### What this task involves
Transcribe exactly the stretch of lines beginning at the one containing "trunk in the photo above." and closing with the last line of the entries below. Omit images.

### Data to use
——————————
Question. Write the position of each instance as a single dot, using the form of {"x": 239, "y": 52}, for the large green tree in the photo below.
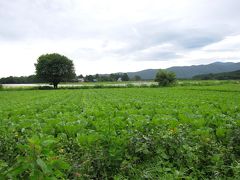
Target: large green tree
{"x": 165, "y": 78}
{"x": 54, "y": 68}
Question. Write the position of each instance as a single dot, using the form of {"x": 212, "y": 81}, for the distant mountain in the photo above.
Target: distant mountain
{"x": 187, "y": 72}
{"x": 233, "y": 75}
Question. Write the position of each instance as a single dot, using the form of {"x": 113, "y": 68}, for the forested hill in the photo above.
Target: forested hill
{"x": 219, "y": 76}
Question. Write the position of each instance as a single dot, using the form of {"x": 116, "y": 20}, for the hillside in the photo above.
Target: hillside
{"x": 219, "y": 76}
{"x": 187, "y": 72}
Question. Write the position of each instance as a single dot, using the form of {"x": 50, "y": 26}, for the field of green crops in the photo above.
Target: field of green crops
{"x": 122, "y": 133}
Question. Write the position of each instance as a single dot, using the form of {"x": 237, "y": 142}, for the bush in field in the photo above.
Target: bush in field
{"x": 54, "y": 68}
{"x": 165, "y": 78}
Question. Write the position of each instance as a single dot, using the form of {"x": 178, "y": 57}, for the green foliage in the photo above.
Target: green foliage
{"x": 234, "y": 75}
{"x": 165, "y": 78}
{"x": 54, "y": 68}
{"x": 190, "y": 132}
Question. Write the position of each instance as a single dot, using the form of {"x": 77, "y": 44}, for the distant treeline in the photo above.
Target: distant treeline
{"x": 102, "y": 78}
{"x": 20, "y": 80}
{"x": 219, "y": 76}
{"x": 88, "y": 78}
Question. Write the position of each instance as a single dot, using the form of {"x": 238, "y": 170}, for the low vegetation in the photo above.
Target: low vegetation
{"x": 189, "y": 132}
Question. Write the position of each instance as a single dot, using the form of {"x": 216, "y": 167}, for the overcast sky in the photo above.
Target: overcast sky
{"x": 105, "y": 36}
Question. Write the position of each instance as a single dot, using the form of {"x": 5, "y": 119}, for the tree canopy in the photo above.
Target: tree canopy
{"x": 165, "y": 78}
{"x": 54, "y": 68}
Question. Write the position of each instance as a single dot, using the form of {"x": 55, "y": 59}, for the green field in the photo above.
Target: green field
{"x": 121, "y": 133}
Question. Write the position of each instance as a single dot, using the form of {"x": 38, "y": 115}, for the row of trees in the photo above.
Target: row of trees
{"x": 104, "y": 78}
{"x": 55, "y": 68}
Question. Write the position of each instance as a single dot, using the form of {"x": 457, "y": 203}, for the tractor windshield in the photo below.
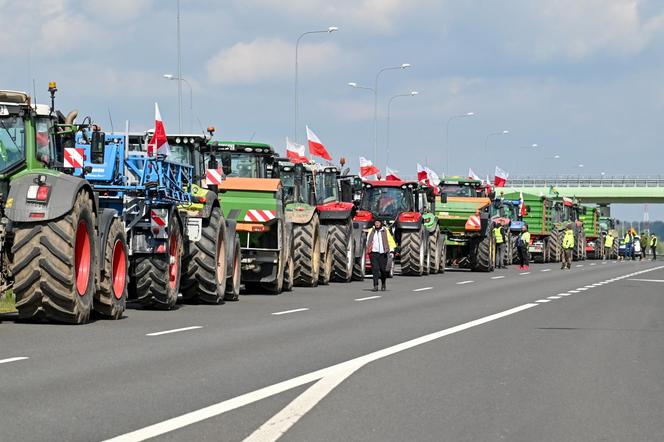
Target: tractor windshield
{"x": 12, "y": 141}
{"x": 327, "y": 190}
{"x": 386, "y": 201}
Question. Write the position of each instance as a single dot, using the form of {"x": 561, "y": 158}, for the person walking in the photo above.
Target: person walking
{"x": 568, "y": 246}
{"x": 380, "y": 244}
{"x": 522, "y": 244}
{"x": 609, "y": 239}
{"x": 499, "y": 233}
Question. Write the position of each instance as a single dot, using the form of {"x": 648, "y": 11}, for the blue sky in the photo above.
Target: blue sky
{"x": 580, "y": 78}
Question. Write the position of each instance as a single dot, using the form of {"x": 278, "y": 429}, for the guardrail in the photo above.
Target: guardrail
{"x": 587, "y": 181}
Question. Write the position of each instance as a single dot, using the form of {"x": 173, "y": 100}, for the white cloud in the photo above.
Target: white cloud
{"x": 268, "y": 59}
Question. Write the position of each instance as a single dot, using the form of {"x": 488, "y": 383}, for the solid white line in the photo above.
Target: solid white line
{"x": 167, "y": 332}
{"x": 368, "y": 298}
{"x": 254, "y": 396}
{"x": 19, "y": 358}
{"x": 285, "y": 312}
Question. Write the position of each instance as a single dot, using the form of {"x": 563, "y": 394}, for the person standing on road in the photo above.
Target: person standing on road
{"x": 380, "y": 244}
{"x": 608, "y": 245}
{"x": 568, "y": 246}
{"x": 522, "y": 244}
{"x": 499, "y": 233}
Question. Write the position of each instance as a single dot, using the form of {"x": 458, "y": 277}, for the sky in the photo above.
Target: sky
{"x": 581, "y": 79}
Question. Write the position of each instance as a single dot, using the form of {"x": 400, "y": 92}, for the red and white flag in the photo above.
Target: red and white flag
{"x": 501, "y": 177}
{"x": 522, "y": 206}
{"x": 316, "y": 148}
{"x": 391, "y": 175}
{"x": 367, "y": 168}
{"x": 158, "y": 144}
{"x": 295, "y": 152}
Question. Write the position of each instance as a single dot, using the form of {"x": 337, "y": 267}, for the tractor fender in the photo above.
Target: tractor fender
{"x": 62, "y": 196}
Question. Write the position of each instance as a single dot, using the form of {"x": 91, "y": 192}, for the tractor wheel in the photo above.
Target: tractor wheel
{"x": 413, "y": 252}
{"x": 360, "y": 263}
{"x": 434, "y": 252}
{"x": 204, "y": 263}
{"x": 110, "y": 298}
{"x": 156, "y": 280}
{"x": 233, "y": 283}
{"x": 483, "y": 253}
{"x": 343, "y": 253}
{"x": 54, "y": 266}
{"x": 306, "y": 253}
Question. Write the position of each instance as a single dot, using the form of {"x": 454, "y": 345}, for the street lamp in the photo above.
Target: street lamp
{"x": 447, "y": 137}
{"x": 191, "y": 98}
{"x": 389, "y": 109}
{"x": 380, "y": 71}
{"x": 329, "y": 30}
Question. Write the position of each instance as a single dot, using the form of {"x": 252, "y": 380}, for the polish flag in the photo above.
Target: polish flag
{"x": 391, "y": 175}
{"x": 316, "y": 148}
{"x": 158, "y": 144}
{"x": 295, "y": 152}
{"x": 522, "y": 206}
{"x": 367, "y": 168}
{"x": 500, "y": 178}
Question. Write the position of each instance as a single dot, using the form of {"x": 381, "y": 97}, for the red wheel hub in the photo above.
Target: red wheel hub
{"x": 82, "y": 258}
{"x": 119, "y": 269}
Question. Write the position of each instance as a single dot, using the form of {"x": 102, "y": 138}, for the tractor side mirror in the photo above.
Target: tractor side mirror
{"x": 97, "y": 147}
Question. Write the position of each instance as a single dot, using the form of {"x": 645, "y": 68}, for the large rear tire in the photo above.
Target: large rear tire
{"x": 156, "y": 280}
{"x": 54, "y": 265}
{"x": 413, "y": 252}
{"x": 110, "y": 298}
{"x": 343, "y": 253}
{"x": 306, "y": 253}
{"x": 204, "y": 263}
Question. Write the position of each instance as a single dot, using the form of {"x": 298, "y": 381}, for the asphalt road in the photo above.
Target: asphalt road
{"x": 547, "y": 356}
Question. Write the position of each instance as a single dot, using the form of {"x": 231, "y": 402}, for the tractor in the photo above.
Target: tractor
{"x": 407, "y": 209}
{"x": 63, "y": 254}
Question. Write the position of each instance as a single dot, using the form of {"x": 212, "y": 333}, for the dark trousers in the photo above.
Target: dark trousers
{"x": 524, "y": 258}
{"x": 378, "y": 267}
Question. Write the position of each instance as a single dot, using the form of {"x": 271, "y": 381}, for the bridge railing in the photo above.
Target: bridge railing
{"x": 587, "y": 181}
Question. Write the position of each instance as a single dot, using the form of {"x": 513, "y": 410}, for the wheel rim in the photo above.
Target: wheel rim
{"x": 173, "y": 262}
{"x": 82, "y": 258}
{"x": 119, "y": 269}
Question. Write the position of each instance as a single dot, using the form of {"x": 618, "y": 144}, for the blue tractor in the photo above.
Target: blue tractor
{"x": 177, "y": 238}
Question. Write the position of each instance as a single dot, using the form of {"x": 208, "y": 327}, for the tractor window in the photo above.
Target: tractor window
{"x": 12, "y": 141}
{"x": 327, "y": 190}
{"x": 386, "y": 201}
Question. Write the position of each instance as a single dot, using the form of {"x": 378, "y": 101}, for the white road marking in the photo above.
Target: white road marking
{"x": 285, "y": 312}
{"x": 367, "y": 298}
{"x": 18, "y": 358}
{"x": 335, "y": 373}
{"x": 177, "y": 330}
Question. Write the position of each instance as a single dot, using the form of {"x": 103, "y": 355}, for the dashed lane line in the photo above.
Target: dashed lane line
{"x": 177, "y": 330}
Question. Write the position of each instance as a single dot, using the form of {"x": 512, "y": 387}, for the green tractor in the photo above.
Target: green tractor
{"x": 52, "y": 231}
{"x": 252, "y": 194}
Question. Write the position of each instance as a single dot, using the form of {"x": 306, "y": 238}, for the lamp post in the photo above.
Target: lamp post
{"x": 447, "y": 138}
{"x": 329, "y": 30}
{"x": 380, "y": 71}
{"x": 191, "y": 98}
{"x": 389, "y": 110}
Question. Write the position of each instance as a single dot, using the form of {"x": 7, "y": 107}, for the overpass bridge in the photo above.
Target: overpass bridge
{"x": 597, "y": 189}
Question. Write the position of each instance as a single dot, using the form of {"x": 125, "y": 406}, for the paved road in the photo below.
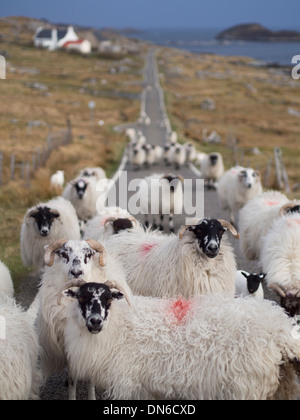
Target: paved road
{"x": 155, "y": 133}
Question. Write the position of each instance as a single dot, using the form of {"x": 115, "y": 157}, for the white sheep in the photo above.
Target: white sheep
{"x": 20, "y": 377}
{"x": 280, "y": 259}
{"x": 161, "y": 195}
{"x": 212, "y": 168}
{"x": 237, "y": 187}
{"x": 194, "y": 262}
{"x": 6, "y": 283}
{"x": 64, "y": 261}
{"x": 96, "y": 172}
{"x": 82, "y": 193}
{"x": 249, "y": 284}
{"x": 97, "y": 228}
{"x": 57, "y": 180}
{"x": 44, "y": 224}
{"x": 204, "y": 348}
{"x": 256, "y": 218}
{"x": 179, "y": 157}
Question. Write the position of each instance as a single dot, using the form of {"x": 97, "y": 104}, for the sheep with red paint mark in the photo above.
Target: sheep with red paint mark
{"x": 199, "y": 260}
{"x": 207, "y": 347}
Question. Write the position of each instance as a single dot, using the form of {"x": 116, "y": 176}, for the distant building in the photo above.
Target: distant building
{"x": 54, "y": 38}
{"x": 81, "y": 45}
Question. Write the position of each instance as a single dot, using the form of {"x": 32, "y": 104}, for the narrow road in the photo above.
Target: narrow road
{"x": 155, "y": 133}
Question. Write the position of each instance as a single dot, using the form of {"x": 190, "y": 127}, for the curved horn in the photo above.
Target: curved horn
{"x": 96, "y": 246}
{"x": 49, "y": 253}
{"x": 68, "y": 285}
{"x": 229, "y": 226}
{"x": 288, "y": 206}
{"x": 114, "y": 285}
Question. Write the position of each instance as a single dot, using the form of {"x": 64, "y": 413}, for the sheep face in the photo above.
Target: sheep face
{"x": 253, "y": 280}
{"x": 94, "y": 301}
{"x": 43, "y": 219}
{"x": 76, "y": 259}
{"x": 80, "y": 187}
{"x": 209, "y": 235}
{"x": 248, "y": 178}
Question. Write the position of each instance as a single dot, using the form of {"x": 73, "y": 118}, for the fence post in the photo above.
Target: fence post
{"x": 1, "y": 167}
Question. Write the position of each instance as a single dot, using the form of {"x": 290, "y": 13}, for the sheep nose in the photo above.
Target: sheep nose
{"x": 76, "y": 273}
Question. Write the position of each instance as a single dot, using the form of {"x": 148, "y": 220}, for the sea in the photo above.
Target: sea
{"x": 203, "y": 41}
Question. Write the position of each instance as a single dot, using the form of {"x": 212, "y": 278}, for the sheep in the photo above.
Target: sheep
{"x": 65, "y": 261}
{"x": 138, "y": 157}
{"x": 82, "y": 193}
{"x": 236, "y": 187}
{"x": 96, "y": 228}
{"x": 191, "y": 152}
{"x": 43, "y": 224}
{"x": 160, "y": 195}
{"x": 179, "y": 157}
{"x": 207, "y": 347}
{"x": 280, "y": 259}
{"x": 212, "y": 168}
{"x": 190, "y": 263}
{"x": 20, "y": 377}
{"x": 6, "y": 283}
{"x": 96, "y": 172}
{"x": 57, "y": 180}
{"x": 249, "y": 284}
{"x": 255, "y": 219}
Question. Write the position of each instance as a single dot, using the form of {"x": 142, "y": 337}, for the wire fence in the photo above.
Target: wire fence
{"x": 12, "y": 169}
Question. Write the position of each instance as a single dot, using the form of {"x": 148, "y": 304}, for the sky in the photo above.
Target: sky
{"x": 144, "y": 14}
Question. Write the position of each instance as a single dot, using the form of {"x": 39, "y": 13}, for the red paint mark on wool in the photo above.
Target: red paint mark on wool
{"x": 179, "y": 309}
{"x": 146, "y": 248}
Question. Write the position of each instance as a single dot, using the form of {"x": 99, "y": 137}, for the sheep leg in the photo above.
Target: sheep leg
{"x": 91, "y": 392}
{"x": 72, "y": 389}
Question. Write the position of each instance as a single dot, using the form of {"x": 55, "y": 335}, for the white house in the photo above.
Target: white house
{"x": 81, "y": 45}
{"x": 54, "y": 38}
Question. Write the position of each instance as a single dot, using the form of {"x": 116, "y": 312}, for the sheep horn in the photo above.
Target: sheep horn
{"x": 287, "y": 206}
{"x": 96, "y": 246}
{"x": 49, "y": 253}
{"x": 68, "y": 285}
{"x": 229, "y": 226}
{"x": 114, "y": 285}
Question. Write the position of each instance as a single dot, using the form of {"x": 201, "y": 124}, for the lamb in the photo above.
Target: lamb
{"x": 65, "y": 261}
{"x": 160, "y": 195}
{"x": 237, "y": 187}
{"x": 20, "y": 377}
{"x": 179, "y": 157}
{"x": 249, "y": 284}
{"x": 96, "y": 228}
{"x": 192, "y": 263}
{"x": 6, "y": 283}
{"x": 43, "y": 224}
{"x": 210, "y": 347}
{"x": 280, "y": 259}
{"x": 82, "y": 193}
{"x": 212, "y": 168}
{"x": 256, "y": 218}
{"x": 57, "y": 180}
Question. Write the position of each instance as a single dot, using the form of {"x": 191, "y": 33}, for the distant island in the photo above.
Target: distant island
{"x": 257, "y": 32}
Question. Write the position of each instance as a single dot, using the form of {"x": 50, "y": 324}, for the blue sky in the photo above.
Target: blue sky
{"x": 160, "y": 13}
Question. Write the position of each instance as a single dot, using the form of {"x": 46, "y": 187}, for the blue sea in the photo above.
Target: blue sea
{"x": 203, "y": 41}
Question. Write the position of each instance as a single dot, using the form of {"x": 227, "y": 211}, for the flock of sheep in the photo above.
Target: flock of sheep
{"x": 139, "y": 313}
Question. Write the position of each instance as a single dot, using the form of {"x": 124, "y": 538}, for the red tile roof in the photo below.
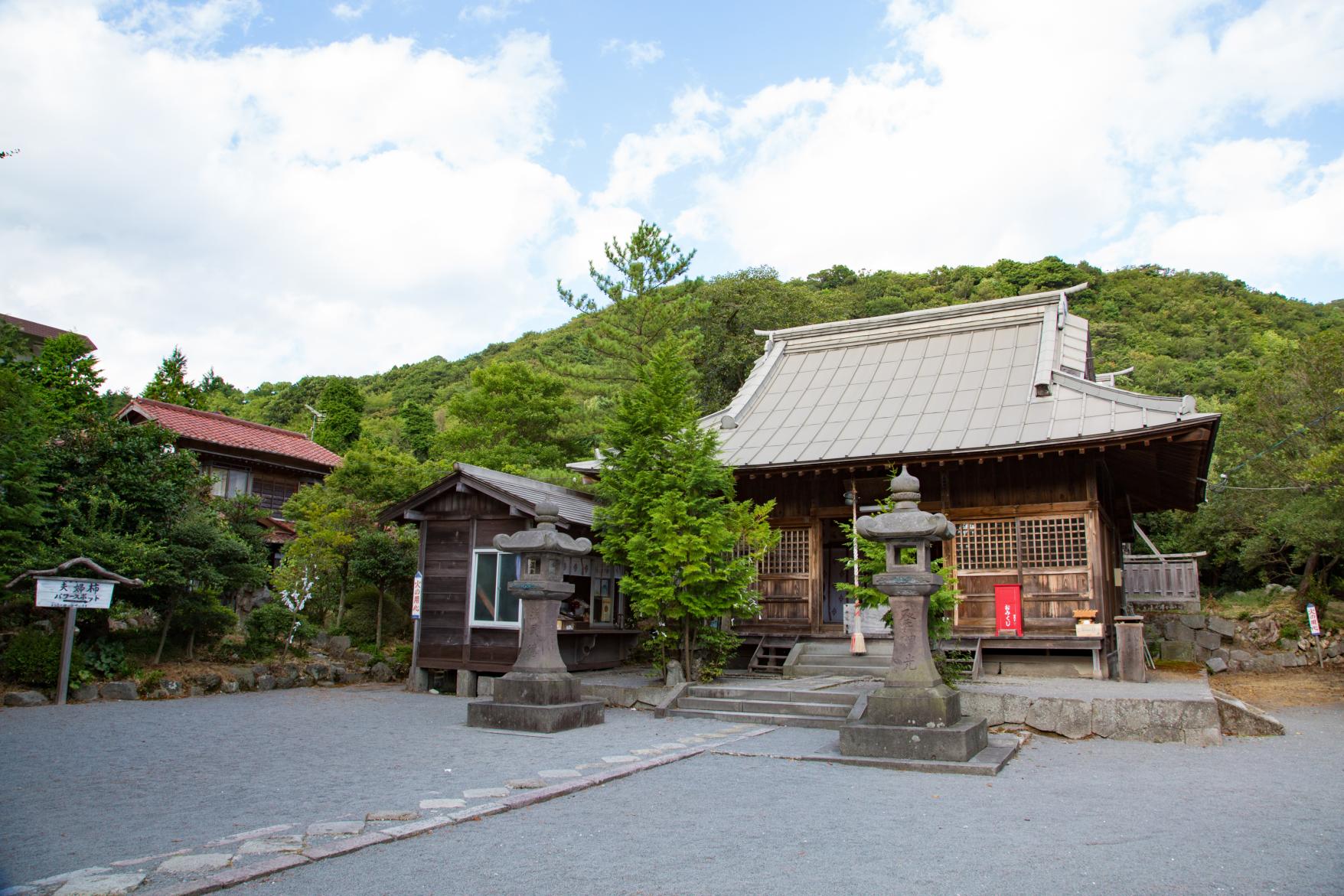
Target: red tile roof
{"x": 41, "y": 331}
{"x": 220, "y": 428}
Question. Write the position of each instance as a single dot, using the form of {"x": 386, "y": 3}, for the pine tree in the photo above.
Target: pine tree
{"x": 670, "y": 513}
{"x": 643, "y": 308}
{"x": 341, "y": 406}
{"x": 417, "y": 428}
{"x": 170, "y": 382}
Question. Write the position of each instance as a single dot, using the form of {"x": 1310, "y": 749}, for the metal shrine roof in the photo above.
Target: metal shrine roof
{"x": 1002, "y": 373}
{"x": 517, "y": 490}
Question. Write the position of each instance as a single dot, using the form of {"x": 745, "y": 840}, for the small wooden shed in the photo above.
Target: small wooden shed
{"x": 468, "y": 618}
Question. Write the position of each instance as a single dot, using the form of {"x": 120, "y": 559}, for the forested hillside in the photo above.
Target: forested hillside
{"x": 522, "y": 405}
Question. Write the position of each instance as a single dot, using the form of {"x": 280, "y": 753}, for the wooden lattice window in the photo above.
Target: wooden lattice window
{"x": 792, "y": 556}
{"x": 1054, "y": 542}
{"x": 987, "y": 546}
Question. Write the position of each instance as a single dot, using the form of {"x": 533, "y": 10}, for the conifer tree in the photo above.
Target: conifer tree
{"x": 170, "y": 382}
{"x": 668, "y": 511}
{"x": 641, "y": 308}
{"x": 341, "y": 406}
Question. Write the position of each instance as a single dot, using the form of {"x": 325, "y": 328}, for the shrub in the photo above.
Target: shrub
{"x": 34, "y": 659}
{"x": 268, "y": 627}
{"x": 106, "y": 659}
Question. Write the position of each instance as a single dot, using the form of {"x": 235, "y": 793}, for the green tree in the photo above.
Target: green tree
{"x": 341, "y": 405}
{"x": 385, "y": 558}
{"x": 170, "y": 382}
{"x": 641, "y": 309}
{"x": 417, "y": 428}
{"x": 512, "y": 419}
{"x": 668, "y": 511}
{"x": 66, "y": 373}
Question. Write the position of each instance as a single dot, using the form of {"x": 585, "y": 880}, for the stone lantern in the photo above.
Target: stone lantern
{"x": 540, "y": 693}
{"x": 914, "y": 715}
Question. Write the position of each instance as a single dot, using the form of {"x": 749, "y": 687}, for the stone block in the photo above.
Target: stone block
{"x": 1244, "y": 720}
{"x": 1179, "y": 650}
{"x": 101, "y": 885}
{"x": 542, "y": 719}
{"x": 85, "y": 693}
{"x": 245, "y": 677}
{"x": 1209, "y": 640}
{"x": 119, "y": 691}
{"x": 1016, "y": 709}
{"x": 197, "y": 864}
{"x": 983, "y": 705}
{"x": 24, "y": 699}
{"x": 953, "y": 743}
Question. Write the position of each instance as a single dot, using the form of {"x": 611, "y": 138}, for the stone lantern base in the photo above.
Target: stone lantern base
{"x": 914, "y": 723}
{"x": 535, "y": 702}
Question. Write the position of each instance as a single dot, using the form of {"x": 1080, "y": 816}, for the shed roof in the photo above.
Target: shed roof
{"x": 983, "y": 376}
{"x": 229, "y": 432}
{"x": 517, "y": 490}
{"x": 42, "y": 331}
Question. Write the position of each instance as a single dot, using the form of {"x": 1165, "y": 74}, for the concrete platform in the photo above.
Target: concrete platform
{"x": 1166, "y": 709}
{"x": 987, "y": 762}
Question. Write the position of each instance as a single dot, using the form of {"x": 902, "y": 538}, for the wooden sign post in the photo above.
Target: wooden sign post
{"x": 74, "y": 595}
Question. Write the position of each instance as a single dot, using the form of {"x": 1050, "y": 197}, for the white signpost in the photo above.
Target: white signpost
{"x": 74, "y": 594}
{"x": 417, "y": 593}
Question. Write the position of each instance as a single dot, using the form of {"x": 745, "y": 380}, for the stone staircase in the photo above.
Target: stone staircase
{"x": 798, "y": 709}
{"x": 832, "y": 657}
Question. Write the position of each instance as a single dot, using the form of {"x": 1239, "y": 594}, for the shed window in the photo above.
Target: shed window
{"x": 492, "y": 604}
{"x": 792, "y": 556}
{"x": 1043, "y": 543}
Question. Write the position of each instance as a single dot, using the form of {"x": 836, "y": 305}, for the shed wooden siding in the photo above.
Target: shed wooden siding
{"x": 1027, "y": 494}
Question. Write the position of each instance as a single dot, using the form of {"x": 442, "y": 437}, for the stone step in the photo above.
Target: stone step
{"x": 800, "y": 670}
{"x": 719, "y": 692}
{"x": 842, "y": 648}
{"x": 764, "y": 718}
{"x": 843, "y": 660}
{"x": 773, "y": 707}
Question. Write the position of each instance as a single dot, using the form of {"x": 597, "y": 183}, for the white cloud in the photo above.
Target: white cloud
{"x": 1098, "y": 131}
{"x": 275, "y": 211}
{"x": 490, "y": 11}
{"x": 346, "y": 12}
{"x": 638, "y": 54}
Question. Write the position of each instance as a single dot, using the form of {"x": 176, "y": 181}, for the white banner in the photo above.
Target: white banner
{"x": 81, "y": 594}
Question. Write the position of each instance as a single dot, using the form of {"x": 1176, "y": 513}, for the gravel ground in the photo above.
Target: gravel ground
{"x": 1253, "y": 816}
{"x": 89, "y": 785}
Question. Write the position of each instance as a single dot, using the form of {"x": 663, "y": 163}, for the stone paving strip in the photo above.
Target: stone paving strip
{"x": 268, "y": 851}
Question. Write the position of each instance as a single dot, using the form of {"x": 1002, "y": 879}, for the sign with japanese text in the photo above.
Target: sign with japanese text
{"x": 81, "y": 594}
{"x": 1008, "y": 609}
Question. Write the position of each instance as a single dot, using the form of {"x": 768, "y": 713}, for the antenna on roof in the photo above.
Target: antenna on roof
{"x": 318, "y": 418}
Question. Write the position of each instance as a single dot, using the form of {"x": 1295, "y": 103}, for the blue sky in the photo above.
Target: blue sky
{"x": 288, "y": 188}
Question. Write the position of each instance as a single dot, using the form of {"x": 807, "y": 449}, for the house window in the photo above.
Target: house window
{"x": 226, "y": 483}
{"x": 792, "y": 556}
{"x": 1043, "y": 543}
{"x": 492, "y": 604}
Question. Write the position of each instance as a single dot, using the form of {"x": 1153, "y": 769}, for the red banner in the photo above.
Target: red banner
{"x": 1008, "y": 608}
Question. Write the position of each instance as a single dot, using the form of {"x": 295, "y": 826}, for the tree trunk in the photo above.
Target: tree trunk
{"x": 341, "y": 601}
{"x": 163, "y": 636}
{"x": 1306, "y": 575}
{"x": 378, "y": 636}
{"x": 686, "y": 647}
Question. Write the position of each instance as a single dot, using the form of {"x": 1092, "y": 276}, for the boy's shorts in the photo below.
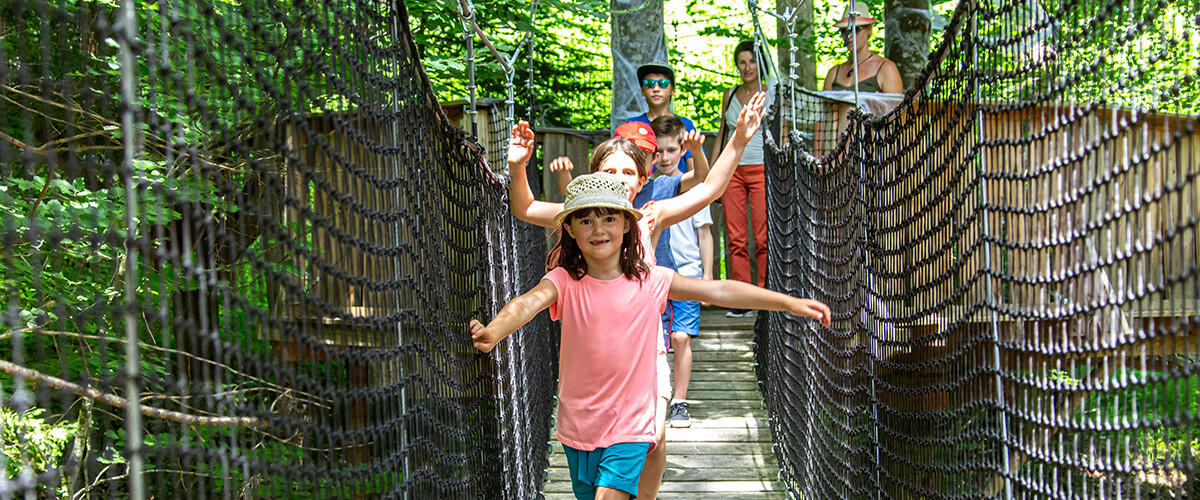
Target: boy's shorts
{"x": 684, "y": 317}
{"x": 617, "y": 467}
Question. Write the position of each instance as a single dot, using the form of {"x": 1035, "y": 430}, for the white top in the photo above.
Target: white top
{"x": 685, "y": 244}
{"x": 753, "y": 155}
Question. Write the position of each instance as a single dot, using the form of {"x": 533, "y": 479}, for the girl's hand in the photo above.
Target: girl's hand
{"x": 693, "y": 140}
{"x": 749, "y": 119}
{"x": 562, "y": 164}
{"x": 480, "y": 337}
{"x": 811, "y": 308}
{"x": 521, "y": 145}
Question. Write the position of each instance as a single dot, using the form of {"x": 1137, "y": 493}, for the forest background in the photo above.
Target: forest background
{"x": 571, "y": 70}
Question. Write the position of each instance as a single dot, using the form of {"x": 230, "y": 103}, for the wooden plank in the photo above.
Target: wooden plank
{"x": 691, "y": 474}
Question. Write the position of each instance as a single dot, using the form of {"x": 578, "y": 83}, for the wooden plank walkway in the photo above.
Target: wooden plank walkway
{"x": 726, "y": 452}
——————————
### Expected answer
Question. Write the position of each instance as a single dot, using the form of {"x": 295, "y": 826}, for the tree trunk in the photo above.
Target: tree trunk
{"x": 341, "y": 601}
{"x": 163, "y": 636}
{"x": 1306, "y": 575}
{"x": 378, "y": 636}
{"x": 686, "y": 647}
Question. Write the position of each instance as a single dot, using the form of {"x": 1092, "y": 276}, for the boy's shorts in the photo below.
Target: boy's shorts
{"x": 684, "y": 317}
{"x": 617, "y": 467}
Question. Write the position of each instance as a single dot, using the form of {"x": 1035, "y": 430}, for the white top in the photo above.
Target: white top
{"x": 685, "y": 244}
{"x": 753, "y": 155}
Question. Write the position of each instance as a single dot, using the form of {"x": 533, "y": 479}, for the girl's hand in the photo above.
Target: girl's hand
{"x": 693, "y": 140}
{"x": 749, "y": 119}
{"x": 562, "y": 164}
{"x": 480, "y": 337}
{"x": 811, "y": 308}
{"x": 521, "y": 145}
Question. Write the position of each instance as a single dot, using the form of {"x": 1137, "y": 493}, for the forest background in the photo above.
Target: forest background
{"x": 571, "y": 70}
Question. Write the position of each instance as a single dot, using the form of {"x": 230, "y": 103}, for the wooden plank in the photo above.
Target: wooden plank
{"x": 691, "y": 474}
Question. Write the position of each instance as a single dot, using the form of {"x": 578, "y": 83}, for the wooden plank walkway in the photo above.
Target: wooden plank walkway
{"x": 726, "y": 452}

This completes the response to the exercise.